** BEGIN GIVEN INFORMATION **
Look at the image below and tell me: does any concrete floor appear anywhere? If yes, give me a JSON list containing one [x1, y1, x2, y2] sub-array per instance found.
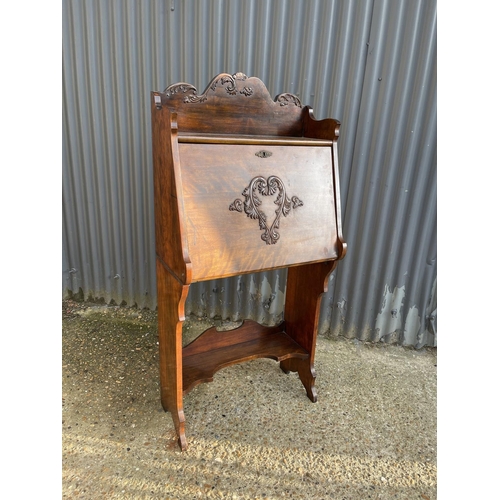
[[62, 301, 437, 500]]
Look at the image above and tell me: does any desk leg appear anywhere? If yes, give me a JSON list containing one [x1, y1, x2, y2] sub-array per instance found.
[[156, 259, 189, 451], [280, 261, 337, 403]]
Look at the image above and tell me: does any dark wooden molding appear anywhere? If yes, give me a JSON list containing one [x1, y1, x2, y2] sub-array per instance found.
[[151, 73, 347, 450], [229, 175, 303, 245]]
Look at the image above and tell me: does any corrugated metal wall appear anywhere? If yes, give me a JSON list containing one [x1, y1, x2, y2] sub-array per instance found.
[[63, 0, 437, 347]]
** END GIVEN INFORMATION **
EXERCISE DESCRIPTION = Can you output verbatim the data starting at the line that contains "Look at the image above and tell me: does any corrugated" and ending at the final line of the data, with both of those lines included?

CORRECT RESPONSE =
Look at the image above and tell me: does any corrugated metal wall appear anywhere? If yes, give me a JSON list containing one [x1, y1, x2, y2] sub-array per instance found.
[[63, 0, 437, 347]]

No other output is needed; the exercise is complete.